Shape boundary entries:
════════
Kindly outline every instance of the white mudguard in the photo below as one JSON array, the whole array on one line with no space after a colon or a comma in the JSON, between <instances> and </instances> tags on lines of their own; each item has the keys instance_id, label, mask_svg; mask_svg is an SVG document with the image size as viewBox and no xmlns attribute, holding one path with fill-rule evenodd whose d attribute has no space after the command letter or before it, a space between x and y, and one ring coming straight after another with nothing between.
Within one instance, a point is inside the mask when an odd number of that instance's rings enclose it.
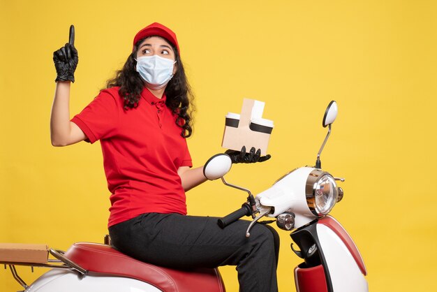
<instances>
[{"instance_id":1,"label":"white mudguard","mask_svg":"<svg viewBox=\"0 0 437 292\"><path fill-rule=\"evenodd\" d=\"M367 292L364 261L355 243L334 218L317 224L317 235L334 292Z\"/></svg>"},{"instance_id":2,"label":"white mudguard","mask_svg":"<svg viewBox=\"0 0 437 292\"><path fill-rule=\"evenodd\" d=\"M67 270L52 270L30 285L25 292L161 292L156 287L135 279L87 275Z\"/></svg>"}]
</instances>

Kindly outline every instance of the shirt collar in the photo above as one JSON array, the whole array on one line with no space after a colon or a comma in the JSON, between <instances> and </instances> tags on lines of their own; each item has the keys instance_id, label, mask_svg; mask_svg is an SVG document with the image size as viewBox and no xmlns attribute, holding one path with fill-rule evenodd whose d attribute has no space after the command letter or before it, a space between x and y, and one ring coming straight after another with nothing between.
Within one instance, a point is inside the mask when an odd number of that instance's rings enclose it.
<instances>
[{"instance_id":1,"label":"shirt collar","mask_svg":"<svg viewBox=\"0 0 437 292\"><path fill-rule=\"evenodd\" d=\"M163 94L162 98L158 98L150 92L150 90L149 90L149 89L145 86L144 89L142 89L142 92L141 92L141 96L147 102L147 103L152 105L161 104L162 106L165 104L165 100L167 99L165 94Z\"/></svg>"}]
</instances>

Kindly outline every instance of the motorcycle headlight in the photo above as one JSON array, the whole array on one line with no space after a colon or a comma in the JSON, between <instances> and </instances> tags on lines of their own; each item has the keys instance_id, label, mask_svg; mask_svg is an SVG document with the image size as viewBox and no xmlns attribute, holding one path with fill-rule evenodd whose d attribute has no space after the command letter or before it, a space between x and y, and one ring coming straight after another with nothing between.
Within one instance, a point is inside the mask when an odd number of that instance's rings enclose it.
<instances>
[{"instance_id":1,"label":"motorcycle headlight","mask_svg":"<svg viewBox=\"0 0 437 292\"><path fill-rule=\"evenodd\" d=\"M339 190L334 177L320 169L315 169L309 174L305 190L308 207L316 216L328 214L339 196Z\"/></svg>"}]
</instances>

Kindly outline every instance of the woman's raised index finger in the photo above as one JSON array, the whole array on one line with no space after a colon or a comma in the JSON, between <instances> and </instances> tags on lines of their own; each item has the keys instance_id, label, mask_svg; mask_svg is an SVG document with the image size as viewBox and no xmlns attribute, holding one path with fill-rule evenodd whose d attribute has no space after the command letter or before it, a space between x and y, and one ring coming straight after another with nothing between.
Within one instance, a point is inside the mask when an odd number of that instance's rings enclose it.
<instances>
[{"instance_id":1,"label":"woman's raised index finger","mask_svg":"<svg viewBox=\"0 0 437 292\"><path fill-rule=\"evenodd\" d=\"M68 43L71 45L75 44L75 26L73 24L70 26L70 36L68 36Z\"/></svg>"}]
</instances>

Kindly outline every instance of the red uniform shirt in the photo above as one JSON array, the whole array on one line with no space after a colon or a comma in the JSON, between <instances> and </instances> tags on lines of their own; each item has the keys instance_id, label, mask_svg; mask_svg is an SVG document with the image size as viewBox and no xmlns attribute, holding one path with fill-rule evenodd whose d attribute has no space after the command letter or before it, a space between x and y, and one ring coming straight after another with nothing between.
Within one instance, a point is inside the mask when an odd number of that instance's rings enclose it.
<instances>
[{"instance_id":1,"label":"red uniform shirt","mask_svg":"<svg viewBox=\"0 0 437 292\"><path fill-rule=\"evenodd\" d=\"M147 88L138 108L124 109L119 87L103 90L72 119L94 143L100 140L111 192L108 226L148 212L186 214L177 170L192 166L176 117Z\"/></svg>"}]
</instances>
════════
# DESCRIPTION OF THE TASK:
Every entry should be returned exactly as written, minus the pictures.

# THE COMPLETED TASK:
Kindly outline every instance of the white mudguard in the photo below as one JSON array, the whole array on one line with no space after a colon or a comma in the JSON, between <instances> and </instances> tags on lines of their own; each item has the keys instance_id, label, mask_svg; mask_svg is an SVG document with the image size as viewBox and no xmlns attribute, holding one path with fill-rule evenodd whose d attribute has no space after the command letter or before it, a space between x and y, and one ring coming straight after another with nothing between.
Within one instance, a point is inside the mask when an odd number of that instance's rings enclose it.
<instances>
[{"instance_id":1,"label":"white mudguard","mask_svg":"<svg viewBox=\"0 0 437 292\"><path fill-rule=\"evenodd\" d=\"M367 292L364 261L355 243L334 218L317 224L317 235L334 292Z\"/></svg>"},{"instance_id":2,"label":"white mudguard","mask_svg":"<svg viewBox=\"0 0 437 292\"><path fill-rule=\"evenodd\" d=\"M67 270L52 270L30 285L25 292L161 292L156 287L135 279L87 275Z\"/></svg>"}]
</instances>

Kindly outline every instance of the shirt collar in the photo above as one JSON array, the whole array on one line with no space after a colon or a comma in the JSON, between <instances> and </instances> tags on lines of their own; each item has the keys instance_id, label, mask_svg; mask_svg is an SVG document with the image size as viewBox and no xmlns attribute, holding one path with fill-rule evenodd whose d attribute has no space after the command letter or before it, a space between x and y, and one ring coming straight after another with nothing between.
Within one instance, a point is inside the mask when an odd number of that instance's rings enclose it.
<instances>
[{"instance_id":1,"label":"shirt collar","mask_svg":"<svg viewBox=\"0 0 437 292\"><path fill-rule=\"evenodd\" d=\"M163 94L162 98L158 98L150 92L150 90L149 90L149 89L145 86L144 89L142 89L142 92L141 92L141 96L147 102L147 103L152 105L161 104L162 106L165 104L165 100L167 99L165 94Z\"/></svg>"}]
</instances>

Kindly outline every instance of the motorcycle headlight in the photo above as one JSON array, the whole array on one line with no space after a colon or a comma in the JSON, between <instances> and </instances> tags on lines of their own; each item has the keys instance_id, label, mask_svg; mask_svg is an SVG document with the image size as viewBox and no xmlns attribute, holding one path with fill-rule evenodd whose d attribute has no space after the command letter or before it, a space between x and y, and one ring coming straight after another with nothing between.
Within one instance, a point is inside the mask when an odd number of that instance's rings enclose it.
<instances>
[{"instance_id":1,"label":"motorcycle headlight","mask_svg":"<svg viewBox=\"0 0 437 292\"><path fill-rule=\"evenodd\" d=\"M339 190L334 177L320 169L315 169L309 174L305 190L308 207L316 216L328 214L339 196Z\"/></svg>"}]
</instances>

Kindly outline every instance of the woman's raised index finger in the photo above as one JSON array, the whole array on one line with no space after a colon or a comma in the JSON, between <instances> and </instances> tags on lines of their own; each item has the keys instance_id, label, mask_svg; mask_svg is an SVG document with the image size as viewBox and no xmlns attribute, holding one path with fill-rule evenodd whose d attribute has no space after the command letter or before it, a space between x and y, and one ring coming straight after another with nothing between.
Within one instance, a point is inside the mask when an odd number of that instance's rings enclose it.
<instances>
[{"instance_id":1,"label":"woman's raised index finger","mask_svg":"<svg viewBox=\"0 0 437 292\"><path fill-rule=\"evenodd\" d=\"M68 43L71 45L75 44L75 26L73 24L70 26L70 36L68 36Z\"/></svg>"}]
</instances>

Kindly outline every instance of the red uniform shirt in the photo above as one JSON array, the whole array on one line with no space after a colon or a comma in the JSON, between <instances> and </instances> tags on lines of their own; each item has the keys instance_id, label, mask_svg; mask_svg is an SVG document with the image size as viewBox and no xmlns attribute, holding one path with fill-rule evenodd whose d attribute has no space after the command letter or before it, a space between x and y, and one ring coming straight after another with nothing between.
Within one instance, a point is inside the mask when an odd number of that instance's rings enclose it.
<instances>
[{"instance_id":1,"label":"red uniform shirt","mask_svg":"<svg viewBox=\"0 0 437 292\"><path fill-rule=\"evenodd\" d=\"M147 88L138 108L124 109L119 87L103 90L72 119L94 143L100 140L111 192L108 226L148 212L186 214L177 170L192 166L176 117Z\"/></svg>"}]
</instances>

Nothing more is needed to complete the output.